DATA TO EXAMINE START

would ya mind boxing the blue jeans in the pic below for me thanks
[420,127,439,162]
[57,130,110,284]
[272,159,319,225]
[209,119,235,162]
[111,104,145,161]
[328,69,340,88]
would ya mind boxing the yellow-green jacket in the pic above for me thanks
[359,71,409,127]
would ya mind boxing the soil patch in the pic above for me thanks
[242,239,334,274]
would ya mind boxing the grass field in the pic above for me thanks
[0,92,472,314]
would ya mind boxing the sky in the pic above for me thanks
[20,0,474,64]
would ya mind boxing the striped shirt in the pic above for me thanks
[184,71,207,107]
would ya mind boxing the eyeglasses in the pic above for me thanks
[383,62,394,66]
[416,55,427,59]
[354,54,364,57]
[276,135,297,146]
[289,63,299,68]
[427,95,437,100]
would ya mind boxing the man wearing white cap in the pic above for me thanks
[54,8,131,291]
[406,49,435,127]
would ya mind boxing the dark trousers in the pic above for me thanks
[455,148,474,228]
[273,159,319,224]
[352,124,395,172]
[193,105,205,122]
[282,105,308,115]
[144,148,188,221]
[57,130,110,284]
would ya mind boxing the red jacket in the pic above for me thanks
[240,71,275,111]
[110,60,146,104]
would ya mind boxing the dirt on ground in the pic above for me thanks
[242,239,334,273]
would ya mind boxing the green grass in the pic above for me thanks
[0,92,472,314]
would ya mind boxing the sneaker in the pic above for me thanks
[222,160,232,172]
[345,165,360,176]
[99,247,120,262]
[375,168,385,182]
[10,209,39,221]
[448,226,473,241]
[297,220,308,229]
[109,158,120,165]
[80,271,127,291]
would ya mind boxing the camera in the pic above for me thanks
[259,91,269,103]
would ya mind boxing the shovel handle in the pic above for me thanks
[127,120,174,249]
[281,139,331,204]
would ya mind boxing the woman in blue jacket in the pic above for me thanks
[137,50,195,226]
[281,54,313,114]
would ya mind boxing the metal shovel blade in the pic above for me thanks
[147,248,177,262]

DATA TO EXAMINE END

For this exercise, output the records in full, exactly.

would ya mind boxing the blue jeans in the pic below for me thanks
[420,127,439,162]
[57,130,110,284]
[272,159,319,225]
[209,119,235,162]
[111,104,145,161]
[328,69,340,88]
would ya mind boxing the yellow-green jacket in the pic above for me thanks
[359,71,409,127]
would ya mind boxing the soil patch in the pic above for me thanks
[242,239,334,274]
would ya mind boxing the grass field in the pic above for me thanks
[0,92,472,314]
would ya mind boxing the sky in the pic above for me thanks
[20,0,474,64]
would ya mind boxing the striped shirt in the pic above for me thanks
[184,71,207,107]
would ya mind boxing the eyeglasses in the pic above for me thanks
[383,62,394,66]
[416,55,427,59]
[354,54,364,57]
[276,135,297,146]
[289,63,299,68]
[427,95,437,100]
would ya mind boxing the man wearing white cap in the pic above for me thanks
[54,8,131,291]
[406,49,435,127]
would ya mind boxing the dark trousers in the pic above for me thanks
[455,148,474,228]
[273,159,319,224]
[352,124,395,172]
[193,105,205,122]
[282,105,308,115]
[144,148,188,221]
[57,130,110,284]
would ya mind boxing the red jacket in the pic above for me thanks
[240,71,275,111]
[110,60,146,104]
would ya mind boxing the dirt on ground in the pic above for me thanks
[242,239,334,273]
would ya mind boxing the green grass in the pic above for me thanks
[0,92,472,314]
would ya mind boxing the sneaker in the pic above for me thanks
[222,160,232,172]
[345,165,360,176]
[99,247,120,262]
[375,168,385,182]
[10,209,39,221]
[448,226,473,241]
[297,220,308,229]
[109,158,120,165]
[80,271,127,291]
would ya mind boxing the camera in the pic above for me thanks
[259,91,269,103]
would ya mind boxing the shovel handle in the pic above for me thanks
[127,120,174,249]
[281,139,331,204]
would ya mind boxing the woman in blue jacket in the pic above for me thanks
[137,50,195,226]
[281,54,313,114]
would ya mind boxing the metal shovel blade in the pic above for me thanks
[147,248,177,262]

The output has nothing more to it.